# Teks yang Disediakan:
▶

Padahal, penjarahan jelas merupakan tindak kriminal. Dalam sistem hukum manapun, pelaku harus ditindak tegas. Namun, kenyataannya, aparat tampak gamang. Padahal, rumah pejabat dan artis adalah simbol ketertiban publik. Jika di level itu saja bisa dijarah tanpa pengamanan, bagaimana dengan rumah rakyat kecil?
Diamnya aparat menunjukkan dua hal,
Pertama, negara kehilangan wibawa hukum. Hukum hanya tajam ke bawah, tumpul ke atas.
Kedua, polisi terjebak kepentingan politik. Kapolri dipilih Presiden, sehingga sering kali orientasinya bukan pada perlindungan rakyat, melainkan menjaga stabilitas citra penguasa. Padahal, tugas polisi bukan sekadar "penonton." Mereka adalah penegak keamanan.
Ketika ada pembiaran, artinya negara melakukan omission atau kelalaian yang sama fatalnya dengan kejahatan itu sendiri.
Siapa Bertanggung Jawab?
Dalam demokrasi, pertanggungjawaban sering kabur. Presiden menunjuk Kapolri, DPR mengesahkan, rakyat hanya bisa menonton. Ketika polisi gagal menjalankan fungsinya, jarang sekali ada akuntabilitas nyata. Kalaupun ada, sebatas mutasi jabatan atau pencitraan.
Artinya, yang paling bertanggung jawab adalah negara itu sendiri. Sebab negara melalui aparatur hukumnya telah lalai menunaikan kewajiban utama, yaitu menjaga keamanan jiwa, harta, dan kehormatan rakyat.
Allah SWT telah menegaskan bahwa pemimpin adalah penanggung jawab umat,
“Setiap kalian adalah pemimpin, dan setiap pemimpin akan dimintai pertanggungjawaban atas yang dipimpinnya.” (HR. Bukhari dan Muslim)
Maka, ketika rumah dijarah, keamanan hilang, dan aparat diam, jelas dosa besar dipikul oleh penguasa yang lalai.

◀

# Kumpulan Data:
▶

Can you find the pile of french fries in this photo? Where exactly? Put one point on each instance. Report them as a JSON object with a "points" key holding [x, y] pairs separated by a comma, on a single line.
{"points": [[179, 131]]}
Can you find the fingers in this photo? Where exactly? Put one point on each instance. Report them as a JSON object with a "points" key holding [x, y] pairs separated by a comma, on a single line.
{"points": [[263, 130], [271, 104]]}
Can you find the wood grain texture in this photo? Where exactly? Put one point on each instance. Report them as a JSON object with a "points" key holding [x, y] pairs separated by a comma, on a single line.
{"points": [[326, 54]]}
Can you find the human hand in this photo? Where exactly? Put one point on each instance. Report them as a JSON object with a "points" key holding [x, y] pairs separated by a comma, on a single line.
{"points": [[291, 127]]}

◀

# Permintaan Tugas:
Salin bagian teks tentang penjarahan tanpa perubahan, dimulai dari kata-kata yang memuat "Padahal, penjarahan jelas" dan berhenti setelah "adalah penegak keamanan.". Data tersebut tidak berkaitan dengan teks di atas.

# Tugas Selesai:
Padahal, penjarahan jelas merupakan tindak kriminal. Dalam sistem hukum manapun, pelaku harus ditindak tegas. Namun, kenyataannya, aparat tampak gamang. Padahal, rumah pejabat dan artis adalah simbol ketertiban publik. Jika di level itu saja bisa dijarah tanpa pengamanan, bagaimana dengan rumah rakyat kecil?
Diamnya aparat menunjukkan dua hal,
Pertama, negara kehilangan wibawa hukum. Hukum hanya tajam ke bawah, tumpul ke atas.
Kedua, polisi terjebak kepentingan politik. Kapolri dipilih Presiden, sehingga sering kali orientasinya bukan pada perlindungan rakyat, melainkan menjaga stabilitas citra penguasa. Padahal, tugas polisi bukan sekadar "penonton." Mereka adalah penegak keamanan.